**What you are asked to do:**
Continue the obituary of the poet and activist Sugathakumari, picking up after its last sentence.

Renowned poet and activist Sugathakumari passed away on Wednesday, days after testing positive for the coronavirus. The 86-year-old was very critical and not responding to medication. She was admitted to the Government Medical College in Thiruvananthapuram and passed away at 10.52 am on Wednesday.
She was one of the most active campaigners of the Save Silent Valley Movement when it took shape in the 1970s. Silent Valley – a tropical evergreen forest in Palakkad district – was at the time proposed by the Kerala State Electricity Board (KSEB) to host a hydroelectric dam. Environmentalists all over the world fought against the proposal that would not only destroy part of the forest but also threaten the lives of endangered lion-tailed macaques. Sugathakumari wrote a poem – Marathinu Sthuti (Hymn to a Tree) — which was recited at every other protest to save the Silent Valley.
It was also in Palakkad that Sugathakumari and a few others created Krishnavanam, converting a stretch of barren land in Attappady to a natural forest.
In the years that followed, she became one of the first people that environmentalists in the state called when there was any sort of threat to nature. Even in her advanced years, she’d be the first to go and stand before a tree when authorities wanted to cut it without fair reason.

**Supplied data:**
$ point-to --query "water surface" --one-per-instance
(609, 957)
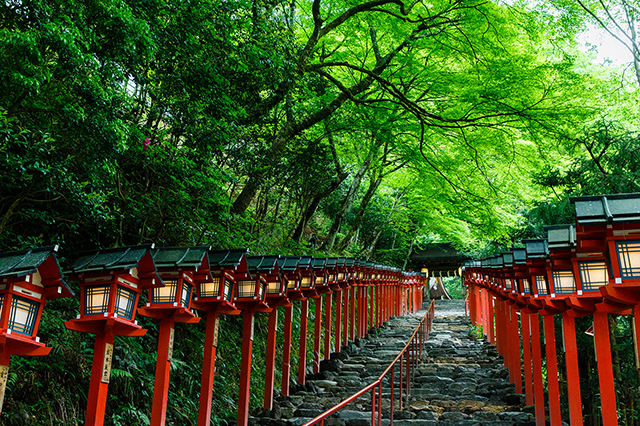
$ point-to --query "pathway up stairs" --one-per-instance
(461, 380)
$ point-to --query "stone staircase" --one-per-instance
(460, 380)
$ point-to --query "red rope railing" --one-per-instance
(408, 359)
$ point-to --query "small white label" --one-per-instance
(106, 363)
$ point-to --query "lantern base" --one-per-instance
(15, 344)
(253, 306)
(218, 306)
(275, 301)
(118, 326)
(179, 314)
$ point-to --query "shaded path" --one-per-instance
(461, 380)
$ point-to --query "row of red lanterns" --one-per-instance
(592, 268)
(179, 280)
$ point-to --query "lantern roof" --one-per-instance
(331, 262)
(121, 259)
(537, 248)
(288, 264)
(507, 259)
(319, 263)
(228, 258)
(305, 262)
(561, 236)
(263, 263)
(112, 259)
(604, 209)
(180, 257)
(519, 255)
(42, 260)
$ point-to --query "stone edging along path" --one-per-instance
(460, 380)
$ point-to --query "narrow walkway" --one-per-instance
(461, 381)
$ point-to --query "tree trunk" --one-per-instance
(374, 183)
(346, 205)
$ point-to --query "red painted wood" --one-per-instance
(327, 325)
(97, 398)
(605, 369)
(302, 359)
(573, 374)
(526, 351)
(372, 311)
(208, 370)
(517, 360)
(552, 370)
(245, 368)
(338, 331)
(352, 316)
(492, 334)
(317, 334)
(163, 371)
(346, 308)
(270, 362)
(286, 351)
(537, 370)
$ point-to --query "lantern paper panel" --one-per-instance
(593, 274)
(541, 285)
(563, 282)
(629, 258)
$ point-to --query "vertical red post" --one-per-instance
(317, 334)
(327, 326)
(245, 368)
(536, 354)
(100, 369)
(286, 350)
(208, 369)
(492, 335)
(163, 370)
(573, 374)
(338, 343)
(605, 369)
(270, 362)
(302, 360)
(347, 304)
(352, 317)
(517, 361)
(552, 370)
(526, 351)
(372, 311)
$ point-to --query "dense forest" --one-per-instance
(341, 127)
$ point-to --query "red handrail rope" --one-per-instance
(428, 319)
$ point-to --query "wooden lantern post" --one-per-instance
(321, 287)
(28, 278)
(522, 286)
(291, 273)
(180, 268)
(307, 287)
(618, 217)
(250, 298)
(110, 285)
(214, 295)
(342, 284)
(276, 297)
(348, 290)
(560, 275)
(537, 259)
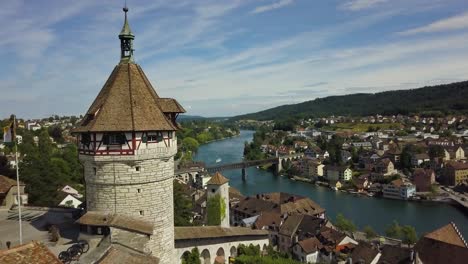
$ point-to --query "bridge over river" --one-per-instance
(277, 161)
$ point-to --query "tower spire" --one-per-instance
(126, 40)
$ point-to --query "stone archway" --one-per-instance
(264, 250)
(220, 256)
(233, 252)
(205, 257)
(184, 255)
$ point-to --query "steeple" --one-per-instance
(126, 40)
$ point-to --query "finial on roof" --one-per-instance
(126, 39)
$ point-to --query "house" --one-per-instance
(454, 153)
(363, 145)
(396, 254)
(336, 185)
(280, 202)
(455, 173)
(345, 156)
(8, 193)
(298, 227)
(444, 245)
(301, 145)
(311, 152)
(398, 189)
(312, 168)
(385, 166)
(338, 173)
(331, 237)
(423, 179)
(393, 153)
(361, 184)
(285, 150)
(365, 253)
(308, 250)
(270, 221)
(418, 159)
(70, 201)
(375, 187)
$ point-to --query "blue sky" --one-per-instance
(222, 58)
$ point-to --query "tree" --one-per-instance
(182, 206)
(250, 250)
(436, 151)
(56, 133)
(192, 257)
(369, 231)
(344, 224)
(409, 235)
(216, 210)
(190, 144)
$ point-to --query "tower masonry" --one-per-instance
(219, 185)
(127, 144)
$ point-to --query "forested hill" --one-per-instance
(439, 99)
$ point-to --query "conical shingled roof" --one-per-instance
(217, 179)
(128, 102)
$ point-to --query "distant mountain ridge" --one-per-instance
(444, 99)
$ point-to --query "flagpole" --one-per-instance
(17, 179)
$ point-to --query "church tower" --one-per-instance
(127, 143)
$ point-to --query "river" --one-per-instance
(376, 212)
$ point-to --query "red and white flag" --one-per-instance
(9, 132)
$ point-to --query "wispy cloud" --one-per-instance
(448, 24)
(357, 5)
(272, 6)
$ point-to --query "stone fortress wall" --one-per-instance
(138, 185)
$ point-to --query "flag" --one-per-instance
(9, 131)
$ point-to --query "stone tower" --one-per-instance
(127, 144)
(219, 185)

**Answer section:**
In 2006, when she was awarded the Padma Shri for her works of poetry, she told a reporter that she was walking away from everything, she had seen too much and a lot of it did not seem important to her anymore. But in 2018, when five nuns protested in Ernakulam against the bishop accused of raping their colleague, the then 84-year-old Sugathakumari thawed. She took part in a protest in support of the nuns outside the Secretariat and simply said that it was her duty to be with them.
She raised her voice for oppressed women time and again, leading to the opening of Abhaya in 1992. It became a home for destitute women and a daycare centre for people with mental health issues. Sugathakumari was moved by the plight of the patients at government hospitals for the mentally ill. “The most significant achievement of Abhaya was that after 150 years of isolation, the mental hospitals of the State were thrown open to public scrutiny. Consequently the mental health scenario of Kerala has undergone a healthy change,” says the website of the organisation. They later expanded to care for drug addicts, children in distress and women who didn’t find their own homes safe.
In 1996, she became the first chairperson of the Kerala State Women’s Commission. Pained by the stories of dowry deaths and domestic violence and child sexual abuse, she wrote several poems, including one titled Vanitha Commission, about those disturbing days.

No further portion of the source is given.